▼
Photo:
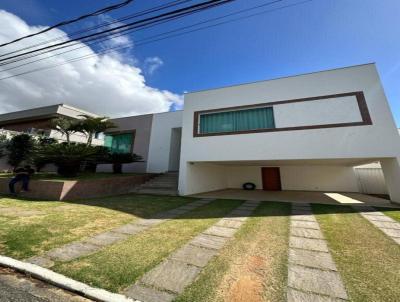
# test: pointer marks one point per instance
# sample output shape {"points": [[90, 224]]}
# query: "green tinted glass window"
{"points": [[119, 143], [236, 121]]}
▲
Work request
Give back exactly the lines from the one containing "# sample output" through the last line of the records.

Output
# sample output shape {"points": [[90, 224]]}
# query: "green tinted glass window"
{"points": [[119, 143], [236, 121]]}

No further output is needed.